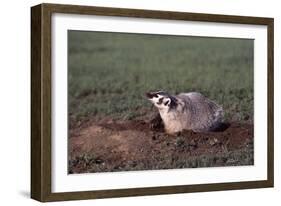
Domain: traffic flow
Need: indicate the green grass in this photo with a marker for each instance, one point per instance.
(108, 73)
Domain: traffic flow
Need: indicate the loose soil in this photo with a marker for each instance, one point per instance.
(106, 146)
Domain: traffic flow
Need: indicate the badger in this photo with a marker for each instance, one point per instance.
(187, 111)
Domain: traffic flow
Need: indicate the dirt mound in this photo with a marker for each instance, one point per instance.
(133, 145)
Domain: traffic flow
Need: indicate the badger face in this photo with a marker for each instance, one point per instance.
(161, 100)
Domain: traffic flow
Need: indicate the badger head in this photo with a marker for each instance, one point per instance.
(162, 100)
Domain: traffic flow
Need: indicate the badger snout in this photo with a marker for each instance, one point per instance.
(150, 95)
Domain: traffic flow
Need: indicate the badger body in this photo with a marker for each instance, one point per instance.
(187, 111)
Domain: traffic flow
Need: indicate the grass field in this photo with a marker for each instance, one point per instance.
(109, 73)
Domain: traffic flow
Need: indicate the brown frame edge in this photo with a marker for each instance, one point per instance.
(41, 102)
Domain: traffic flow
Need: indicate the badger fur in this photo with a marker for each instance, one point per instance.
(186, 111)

* * *

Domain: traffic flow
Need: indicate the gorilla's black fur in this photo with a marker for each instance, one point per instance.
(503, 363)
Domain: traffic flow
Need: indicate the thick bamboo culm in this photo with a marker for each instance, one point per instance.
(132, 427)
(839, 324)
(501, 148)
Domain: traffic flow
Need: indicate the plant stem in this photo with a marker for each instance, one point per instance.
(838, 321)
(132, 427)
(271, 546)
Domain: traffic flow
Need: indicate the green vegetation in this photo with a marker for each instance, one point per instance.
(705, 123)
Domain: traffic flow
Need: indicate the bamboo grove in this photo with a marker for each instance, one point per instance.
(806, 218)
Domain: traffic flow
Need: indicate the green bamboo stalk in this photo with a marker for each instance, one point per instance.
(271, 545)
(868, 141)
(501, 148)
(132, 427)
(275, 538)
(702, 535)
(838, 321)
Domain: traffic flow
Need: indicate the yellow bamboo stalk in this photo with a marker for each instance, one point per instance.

...

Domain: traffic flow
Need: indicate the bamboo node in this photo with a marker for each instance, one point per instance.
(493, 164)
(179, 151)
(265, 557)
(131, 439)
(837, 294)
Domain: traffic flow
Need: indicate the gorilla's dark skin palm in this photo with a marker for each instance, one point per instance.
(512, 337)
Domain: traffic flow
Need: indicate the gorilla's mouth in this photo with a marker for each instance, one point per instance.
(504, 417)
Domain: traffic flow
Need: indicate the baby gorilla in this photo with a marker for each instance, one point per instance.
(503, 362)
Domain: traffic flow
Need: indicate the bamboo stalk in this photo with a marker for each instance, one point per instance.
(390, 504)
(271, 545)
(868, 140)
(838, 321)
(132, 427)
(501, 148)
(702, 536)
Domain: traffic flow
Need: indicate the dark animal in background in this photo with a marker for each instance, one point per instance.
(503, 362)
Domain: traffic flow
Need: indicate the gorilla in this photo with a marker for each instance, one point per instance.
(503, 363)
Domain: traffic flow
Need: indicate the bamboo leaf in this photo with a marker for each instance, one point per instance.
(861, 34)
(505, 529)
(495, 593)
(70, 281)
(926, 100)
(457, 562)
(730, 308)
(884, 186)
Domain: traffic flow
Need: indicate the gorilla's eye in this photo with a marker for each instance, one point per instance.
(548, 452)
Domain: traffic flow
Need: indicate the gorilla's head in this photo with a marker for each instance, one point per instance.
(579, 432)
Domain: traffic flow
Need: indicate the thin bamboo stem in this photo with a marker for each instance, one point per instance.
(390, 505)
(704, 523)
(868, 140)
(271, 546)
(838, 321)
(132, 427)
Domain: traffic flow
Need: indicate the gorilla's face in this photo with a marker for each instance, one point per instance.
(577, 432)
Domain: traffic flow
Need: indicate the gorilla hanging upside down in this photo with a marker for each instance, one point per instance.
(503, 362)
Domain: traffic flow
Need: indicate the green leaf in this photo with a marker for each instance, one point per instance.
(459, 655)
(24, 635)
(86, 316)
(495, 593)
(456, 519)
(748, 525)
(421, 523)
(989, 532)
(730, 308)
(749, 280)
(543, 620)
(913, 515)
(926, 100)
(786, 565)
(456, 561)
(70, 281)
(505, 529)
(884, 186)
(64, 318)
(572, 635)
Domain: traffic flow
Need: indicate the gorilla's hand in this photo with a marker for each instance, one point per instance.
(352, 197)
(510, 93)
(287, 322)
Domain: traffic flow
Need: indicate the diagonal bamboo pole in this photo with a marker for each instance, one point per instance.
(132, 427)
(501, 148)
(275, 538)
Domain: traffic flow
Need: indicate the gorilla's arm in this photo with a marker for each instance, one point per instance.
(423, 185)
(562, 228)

What to do - Find each line in the entries that contains the word "stalk" and copy all of those lines.

Response below -
Need: indicate the green bamboo stalk in this photo with a marker for each instance, one point per instance.
Need: indicate the yellow bamboo stalk in this photo with a marker for each instance, one point per instance.
Need: indicate the bamboo stalk in this photo with a marker for each instance, one point per instance.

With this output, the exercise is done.